## Work required
Determine how many lines in the entries contain the word "tree", and give that number with no other text.

□ □ □ □

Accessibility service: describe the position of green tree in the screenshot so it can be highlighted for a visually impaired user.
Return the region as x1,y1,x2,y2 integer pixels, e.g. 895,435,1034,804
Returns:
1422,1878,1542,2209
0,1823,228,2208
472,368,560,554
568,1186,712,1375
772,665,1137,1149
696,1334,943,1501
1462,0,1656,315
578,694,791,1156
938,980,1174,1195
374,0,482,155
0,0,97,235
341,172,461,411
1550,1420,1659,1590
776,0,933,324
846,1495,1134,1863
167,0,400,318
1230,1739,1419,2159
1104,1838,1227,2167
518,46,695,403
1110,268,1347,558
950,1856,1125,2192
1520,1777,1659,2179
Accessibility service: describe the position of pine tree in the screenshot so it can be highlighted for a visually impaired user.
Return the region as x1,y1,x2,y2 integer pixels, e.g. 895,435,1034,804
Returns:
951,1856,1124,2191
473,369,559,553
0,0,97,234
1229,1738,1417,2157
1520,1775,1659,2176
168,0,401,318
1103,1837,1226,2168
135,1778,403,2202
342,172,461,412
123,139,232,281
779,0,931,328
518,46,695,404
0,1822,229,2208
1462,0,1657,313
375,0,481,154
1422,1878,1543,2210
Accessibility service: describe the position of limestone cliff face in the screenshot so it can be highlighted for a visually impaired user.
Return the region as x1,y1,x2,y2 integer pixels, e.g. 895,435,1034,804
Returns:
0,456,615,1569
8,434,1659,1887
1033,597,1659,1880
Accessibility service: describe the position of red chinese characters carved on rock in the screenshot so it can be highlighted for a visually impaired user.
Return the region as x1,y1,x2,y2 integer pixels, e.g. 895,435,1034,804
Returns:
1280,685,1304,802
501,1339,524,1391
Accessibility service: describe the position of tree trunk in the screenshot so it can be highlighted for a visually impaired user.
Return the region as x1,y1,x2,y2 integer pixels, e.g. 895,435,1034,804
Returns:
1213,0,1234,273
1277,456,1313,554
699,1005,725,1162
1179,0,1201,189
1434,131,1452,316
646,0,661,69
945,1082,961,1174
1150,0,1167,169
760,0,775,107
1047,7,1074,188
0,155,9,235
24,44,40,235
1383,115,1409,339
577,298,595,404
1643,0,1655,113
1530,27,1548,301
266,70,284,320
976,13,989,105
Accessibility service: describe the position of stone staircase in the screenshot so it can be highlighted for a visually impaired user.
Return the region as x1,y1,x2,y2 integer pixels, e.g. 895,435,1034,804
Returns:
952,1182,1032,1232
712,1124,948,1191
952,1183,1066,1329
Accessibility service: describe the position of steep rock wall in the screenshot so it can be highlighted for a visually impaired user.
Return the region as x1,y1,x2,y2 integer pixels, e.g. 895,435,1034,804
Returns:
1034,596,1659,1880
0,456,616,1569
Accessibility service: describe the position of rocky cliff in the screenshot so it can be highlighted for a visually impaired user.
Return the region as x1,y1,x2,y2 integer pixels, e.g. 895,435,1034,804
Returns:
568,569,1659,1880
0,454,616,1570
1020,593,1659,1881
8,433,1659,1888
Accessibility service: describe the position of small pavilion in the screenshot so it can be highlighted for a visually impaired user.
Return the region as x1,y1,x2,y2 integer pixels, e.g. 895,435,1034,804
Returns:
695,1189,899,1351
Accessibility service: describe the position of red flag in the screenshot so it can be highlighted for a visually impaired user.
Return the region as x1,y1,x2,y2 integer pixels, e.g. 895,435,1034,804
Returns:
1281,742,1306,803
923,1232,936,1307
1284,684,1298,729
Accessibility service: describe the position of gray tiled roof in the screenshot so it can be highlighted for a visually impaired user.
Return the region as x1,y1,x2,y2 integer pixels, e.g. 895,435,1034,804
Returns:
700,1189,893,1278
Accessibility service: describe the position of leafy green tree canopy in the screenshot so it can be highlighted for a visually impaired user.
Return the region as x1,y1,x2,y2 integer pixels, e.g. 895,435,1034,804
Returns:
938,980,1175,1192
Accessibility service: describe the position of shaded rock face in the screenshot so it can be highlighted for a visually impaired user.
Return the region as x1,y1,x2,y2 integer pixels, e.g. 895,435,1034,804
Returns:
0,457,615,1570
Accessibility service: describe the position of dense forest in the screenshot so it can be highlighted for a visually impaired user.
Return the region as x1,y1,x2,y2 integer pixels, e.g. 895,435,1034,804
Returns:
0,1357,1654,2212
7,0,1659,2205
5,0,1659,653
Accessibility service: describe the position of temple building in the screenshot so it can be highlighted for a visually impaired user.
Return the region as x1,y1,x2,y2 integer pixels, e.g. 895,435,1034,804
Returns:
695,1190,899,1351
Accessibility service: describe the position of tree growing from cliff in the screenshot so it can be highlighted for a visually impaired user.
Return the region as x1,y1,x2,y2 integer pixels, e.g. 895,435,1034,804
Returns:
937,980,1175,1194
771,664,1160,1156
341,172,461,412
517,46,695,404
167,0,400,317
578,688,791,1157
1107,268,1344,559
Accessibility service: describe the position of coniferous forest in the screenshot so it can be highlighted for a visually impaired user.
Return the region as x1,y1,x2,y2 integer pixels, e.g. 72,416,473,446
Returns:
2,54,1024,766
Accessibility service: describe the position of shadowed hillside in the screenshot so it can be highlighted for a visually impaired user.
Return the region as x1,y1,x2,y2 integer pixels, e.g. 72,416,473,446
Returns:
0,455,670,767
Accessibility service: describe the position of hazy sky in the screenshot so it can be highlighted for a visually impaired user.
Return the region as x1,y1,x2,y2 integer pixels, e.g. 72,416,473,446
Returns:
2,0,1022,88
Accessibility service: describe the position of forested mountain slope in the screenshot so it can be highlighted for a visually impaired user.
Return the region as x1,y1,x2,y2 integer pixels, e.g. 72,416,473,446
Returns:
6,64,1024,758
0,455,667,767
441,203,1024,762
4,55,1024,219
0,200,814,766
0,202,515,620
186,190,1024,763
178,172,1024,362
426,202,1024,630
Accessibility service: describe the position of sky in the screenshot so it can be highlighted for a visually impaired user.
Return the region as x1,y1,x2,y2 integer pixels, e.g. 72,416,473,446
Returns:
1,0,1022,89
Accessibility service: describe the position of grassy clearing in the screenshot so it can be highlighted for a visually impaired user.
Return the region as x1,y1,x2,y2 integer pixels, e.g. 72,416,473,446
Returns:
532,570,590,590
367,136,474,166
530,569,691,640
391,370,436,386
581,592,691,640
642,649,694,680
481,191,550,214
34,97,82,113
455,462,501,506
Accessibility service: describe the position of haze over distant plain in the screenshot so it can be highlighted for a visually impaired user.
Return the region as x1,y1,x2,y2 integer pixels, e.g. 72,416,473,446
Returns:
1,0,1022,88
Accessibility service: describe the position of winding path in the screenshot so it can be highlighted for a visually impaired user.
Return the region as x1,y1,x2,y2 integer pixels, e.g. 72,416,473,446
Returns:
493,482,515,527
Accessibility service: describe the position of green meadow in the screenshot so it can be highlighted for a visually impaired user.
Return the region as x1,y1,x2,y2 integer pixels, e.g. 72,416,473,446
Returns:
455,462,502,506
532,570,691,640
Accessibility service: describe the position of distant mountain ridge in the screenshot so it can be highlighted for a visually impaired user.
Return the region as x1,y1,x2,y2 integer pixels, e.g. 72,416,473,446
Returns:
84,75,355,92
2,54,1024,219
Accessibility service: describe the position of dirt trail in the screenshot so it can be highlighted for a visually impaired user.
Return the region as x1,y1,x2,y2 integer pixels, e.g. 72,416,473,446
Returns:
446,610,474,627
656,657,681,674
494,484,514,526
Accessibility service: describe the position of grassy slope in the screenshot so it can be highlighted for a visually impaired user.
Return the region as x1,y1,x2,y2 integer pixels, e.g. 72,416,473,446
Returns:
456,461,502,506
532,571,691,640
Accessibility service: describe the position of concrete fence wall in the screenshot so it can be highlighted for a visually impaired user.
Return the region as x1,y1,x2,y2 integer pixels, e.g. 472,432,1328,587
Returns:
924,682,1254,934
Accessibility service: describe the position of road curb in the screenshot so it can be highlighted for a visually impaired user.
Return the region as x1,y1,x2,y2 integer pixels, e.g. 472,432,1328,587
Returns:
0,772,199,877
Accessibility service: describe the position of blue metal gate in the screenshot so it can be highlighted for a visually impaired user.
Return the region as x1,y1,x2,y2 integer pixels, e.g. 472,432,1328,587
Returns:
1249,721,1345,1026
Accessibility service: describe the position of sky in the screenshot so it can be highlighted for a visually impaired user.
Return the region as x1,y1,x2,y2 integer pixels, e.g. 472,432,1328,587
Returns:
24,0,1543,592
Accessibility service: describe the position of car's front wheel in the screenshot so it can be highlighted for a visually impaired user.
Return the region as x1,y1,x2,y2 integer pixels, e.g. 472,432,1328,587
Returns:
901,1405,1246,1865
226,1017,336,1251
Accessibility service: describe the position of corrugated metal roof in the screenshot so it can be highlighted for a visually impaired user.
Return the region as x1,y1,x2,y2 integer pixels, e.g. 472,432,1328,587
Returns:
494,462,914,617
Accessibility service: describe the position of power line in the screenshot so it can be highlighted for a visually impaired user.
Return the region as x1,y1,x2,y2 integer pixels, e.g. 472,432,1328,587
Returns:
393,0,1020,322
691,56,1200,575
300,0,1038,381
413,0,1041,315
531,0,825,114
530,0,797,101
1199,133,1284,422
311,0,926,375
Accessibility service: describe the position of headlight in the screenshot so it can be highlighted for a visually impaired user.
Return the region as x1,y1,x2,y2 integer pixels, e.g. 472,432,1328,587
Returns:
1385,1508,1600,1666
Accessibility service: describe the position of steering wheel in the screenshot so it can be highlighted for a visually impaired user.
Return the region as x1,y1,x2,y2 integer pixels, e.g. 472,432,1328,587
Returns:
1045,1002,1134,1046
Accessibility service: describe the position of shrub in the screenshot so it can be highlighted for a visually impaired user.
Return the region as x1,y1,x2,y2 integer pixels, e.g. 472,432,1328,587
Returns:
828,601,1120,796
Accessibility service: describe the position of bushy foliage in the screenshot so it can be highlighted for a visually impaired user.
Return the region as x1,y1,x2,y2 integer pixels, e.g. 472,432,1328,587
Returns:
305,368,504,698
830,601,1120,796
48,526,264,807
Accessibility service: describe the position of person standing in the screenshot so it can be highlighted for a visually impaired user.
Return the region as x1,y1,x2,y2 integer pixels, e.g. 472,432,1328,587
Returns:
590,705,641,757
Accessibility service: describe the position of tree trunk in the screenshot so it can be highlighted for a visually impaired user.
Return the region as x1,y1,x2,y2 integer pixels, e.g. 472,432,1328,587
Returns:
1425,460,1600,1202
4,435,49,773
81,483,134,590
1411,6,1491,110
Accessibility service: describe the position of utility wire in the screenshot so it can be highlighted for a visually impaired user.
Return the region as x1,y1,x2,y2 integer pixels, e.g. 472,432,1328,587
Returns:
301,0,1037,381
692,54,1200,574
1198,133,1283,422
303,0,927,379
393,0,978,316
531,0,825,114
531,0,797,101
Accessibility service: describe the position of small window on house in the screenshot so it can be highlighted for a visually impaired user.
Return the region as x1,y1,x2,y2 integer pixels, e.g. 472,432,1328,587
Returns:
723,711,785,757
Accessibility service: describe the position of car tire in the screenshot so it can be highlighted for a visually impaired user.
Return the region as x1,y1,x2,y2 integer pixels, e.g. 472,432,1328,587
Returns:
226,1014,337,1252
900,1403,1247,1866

□ □ □ □

## Answer
6